■ Instructions to follow: Pull out every line below that contains the string "outline" and copy each one unchanged.

⁂

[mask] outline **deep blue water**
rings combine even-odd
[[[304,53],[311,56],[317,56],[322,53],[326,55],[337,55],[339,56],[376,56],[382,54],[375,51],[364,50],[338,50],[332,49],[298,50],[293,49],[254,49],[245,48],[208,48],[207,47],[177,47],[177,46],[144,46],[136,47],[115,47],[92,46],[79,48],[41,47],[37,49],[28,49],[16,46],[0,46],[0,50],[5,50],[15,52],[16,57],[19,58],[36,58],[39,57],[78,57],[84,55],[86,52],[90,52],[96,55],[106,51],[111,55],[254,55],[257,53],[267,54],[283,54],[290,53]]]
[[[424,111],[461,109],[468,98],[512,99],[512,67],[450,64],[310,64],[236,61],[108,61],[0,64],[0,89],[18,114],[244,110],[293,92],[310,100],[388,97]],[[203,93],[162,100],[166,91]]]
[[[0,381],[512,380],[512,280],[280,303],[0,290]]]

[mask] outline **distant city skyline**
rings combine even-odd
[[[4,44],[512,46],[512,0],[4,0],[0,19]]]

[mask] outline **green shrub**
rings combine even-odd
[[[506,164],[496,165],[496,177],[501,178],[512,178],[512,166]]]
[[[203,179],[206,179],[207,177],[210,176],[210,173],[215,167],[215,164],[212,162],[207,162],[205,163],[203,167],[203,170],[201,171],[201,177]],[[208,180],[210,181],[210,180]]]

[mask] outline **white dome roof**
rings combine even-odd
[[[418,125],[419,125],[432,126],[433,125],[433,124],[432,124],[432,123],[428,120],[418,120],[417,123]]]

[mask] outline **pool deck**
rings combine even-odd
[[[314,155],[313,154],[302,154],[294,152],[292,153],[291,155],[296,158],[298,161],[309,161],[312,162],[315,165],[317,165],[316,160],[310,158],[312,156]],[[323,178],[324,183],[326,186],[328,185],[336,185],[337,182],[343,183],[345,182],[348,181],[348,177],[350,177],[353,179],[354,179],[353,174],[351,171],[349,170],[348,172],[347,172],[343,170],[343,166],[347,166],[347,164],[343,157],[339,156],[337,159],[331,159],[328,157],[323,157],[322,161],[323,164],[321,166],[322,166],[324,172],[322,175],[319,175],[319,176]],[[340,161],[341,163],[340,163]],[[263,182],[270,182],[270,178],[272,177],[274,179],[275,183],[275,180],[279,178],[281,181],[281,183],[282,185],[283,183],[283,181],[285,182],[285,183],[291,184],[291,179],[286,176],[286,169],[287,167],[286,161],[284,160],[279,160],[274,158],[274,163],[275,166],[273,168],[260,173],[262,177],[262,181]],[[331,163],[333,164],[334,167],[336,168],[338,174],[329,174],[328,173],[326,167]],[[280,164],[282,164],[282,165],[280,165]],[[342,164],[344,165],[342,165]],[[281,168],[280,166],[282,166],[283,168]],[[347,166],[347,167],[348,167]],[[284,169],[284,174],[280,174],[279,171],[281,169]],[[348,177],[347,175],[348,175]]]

⁂

■ The result:
[mask] outline **deep blue water**
[mask] outline **distant city skyline**
[mask] outline **green shrub**
[mask] outline **white dome roof**
[mask] outline **pool deck**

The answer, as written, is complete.